**TO BE DONE:** Write the material out again, line by line, exactly as it is.

**DATA TO PROCESS:**

§

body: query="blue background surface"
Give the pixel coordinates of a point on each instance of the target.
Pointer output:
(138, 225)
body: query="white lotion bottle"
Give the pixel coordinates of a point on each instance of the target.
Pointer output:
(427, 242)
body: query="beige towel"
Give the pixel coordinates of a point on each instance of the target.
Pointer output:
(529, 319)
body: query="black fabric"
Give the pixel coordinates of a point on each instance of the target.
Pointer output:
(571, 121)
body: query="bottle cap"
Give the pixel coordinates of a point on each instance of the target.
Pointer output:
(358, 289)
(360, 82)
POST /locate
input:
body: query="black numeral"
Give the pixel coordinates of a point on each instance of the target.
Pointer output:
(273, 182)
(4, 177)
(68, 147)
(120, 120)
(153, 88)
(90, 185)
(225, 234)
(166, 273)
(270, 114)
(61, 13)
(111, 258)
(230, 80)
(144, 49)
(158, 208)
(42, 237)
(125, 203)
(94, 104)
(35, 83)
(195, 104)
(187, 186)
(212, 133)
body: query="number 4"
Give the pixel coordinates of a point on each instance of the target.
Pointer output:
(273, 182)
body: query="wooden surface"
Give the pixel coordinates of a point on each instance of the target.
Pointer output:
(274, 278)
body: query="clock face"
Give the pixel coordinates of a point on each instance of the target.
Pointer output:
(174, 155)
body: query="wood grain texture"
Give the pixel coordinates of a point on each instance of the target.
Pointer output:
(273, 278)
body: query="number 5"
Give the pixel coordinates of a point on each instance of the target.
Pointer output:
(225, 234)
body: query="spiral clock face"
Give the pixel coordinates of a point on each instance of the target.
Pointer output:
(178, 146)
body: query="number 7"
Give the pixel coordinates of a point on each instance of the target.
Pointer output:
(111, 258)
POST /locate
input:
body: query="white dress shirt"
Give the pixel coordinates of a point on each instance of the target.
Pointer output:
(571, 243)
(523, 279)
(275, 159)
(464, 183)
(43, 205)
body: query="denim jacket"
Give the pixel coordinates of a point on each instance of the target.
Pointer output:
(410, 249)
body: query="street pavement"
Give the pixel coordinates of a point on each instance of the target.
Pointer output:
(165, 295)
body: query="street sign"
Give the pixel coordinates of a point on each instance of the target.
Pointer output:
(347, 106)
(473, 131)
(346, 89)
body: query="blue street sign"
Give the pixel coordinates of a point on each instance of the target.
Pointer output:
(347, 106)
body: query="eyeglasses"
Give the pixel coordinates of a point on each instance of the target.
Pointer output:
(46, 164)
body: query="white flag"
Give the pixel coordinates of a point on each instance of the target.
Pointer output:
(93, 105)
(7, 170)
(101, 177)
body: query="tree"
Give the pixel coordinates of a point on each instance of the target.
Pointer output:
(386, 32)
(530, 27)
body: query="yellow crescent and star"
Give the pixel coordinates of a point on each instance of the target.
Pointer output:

§

**ANSWER FOR THE TASK:**
body: query="blue background surface"
Give the pixel coordinates of a point on each instance of the target.
Pointer output:
(138, 225)
body: query="white lotion bottle"
Give the pixel coordinates of a point on each instance of the target.
Pointer output:
(427, 242)
body: query="beige towel"
Give the pixel coordinates of a point on each instance of the target.
Pointer output:
(529, 319)
body: query="black fabric"
Give the pixel coordinates of a point on each instance of the target.
Pointer output:
(571, 121)
body: query="bottle cap"
Give the pixel coordinates of a point on each instance of the target.
Pointer output:
(358, 289)
(360, 82)
POST /locate
input:
body: query="black numeral"
Give the pixel coordinates of a point on each instance of the target.
Pointer output:
(273, 182)
(4, 177)
(68, 147)
(120, 120)
(153, 88)
(90, 185)
(225, 234)
(166, 273)
(270, 114)
(61, 13)
(111, 258)
(230, 80)
(144, 49)
(158, 208)
(42, 237)
(125, 203)
(94, 104)
(35, 83)
(195, 104)
(187, 186)
(212, 133)
body: query="number 4"
Give the pixel coordinates of a point on each instance of the target.
Pointer output:
(273, 182)
body: query="wooden surface"
Give the pixel coordinates of a point on each instance of the target.
Pointer output:
(274, 278)
body: query="clock face"
Give the pixel coordinates of a point on each instance of the target.
Pointer output:
(174, 155)
body: query="wood grain texture"
Give the pixel coordinates of a point on each instance of the target.
Pointer output:
(273, 278)
body: query="number 5"
Give the pixel coordinates of a point on each instance of the target.
Pointer output:
(225, 234)
body: query="spiral clock face"
Give the pixel coordinates of a point on each instance of the target.
Pointer output:
(178, 146)
body: query="number 7"
Give the pixel coordinates of a point on each instance of the target.
Pointer output:
(111, 258)
POST /locate
input:
body: query="white dress shirt"
Give the pixel coordinates of a point on each instance of the target.
Pointer output:
(571, 243)
(523, 279)
(275, 159)
(464, 183)
(43, 205)
body: query="denim jacket"
Give the pixel coordinates of a point on each instance of the target.
Pointer output:
(410, 249)
body: query="street pavement"
Give the pixel coordinates of a point on each instance of the target.
Pointer output:
(165, 295)
body: query="street sign"
Give the pixel coordinates of a point on each instance of the target.
Pointer output:
(347, 106)
(473, 131)
(346, 89)
body: query="blue street sign"
Give the pixel coordinates of a point on each instance of the target.
Pointer output:
(347, 106)
body: query="eyeglasses"
Give the pixel coordinates of a point on each instance of the target.
Pointer output:
(46, 164)
body: query="white flag"
Give the pixel coordinates of a point on each instance of the target.
Pointer output:
(93, 105)
(7, 170)
(101, 177)
body: query="tree"
Give the pixel coordinates of a point on each instance of the target.
Pointer output:
(386, 32)
(530, 27)
body: query="yellow crescent and star"
Give the pixel coordinates of a point on each instance of the target.
Pointer output:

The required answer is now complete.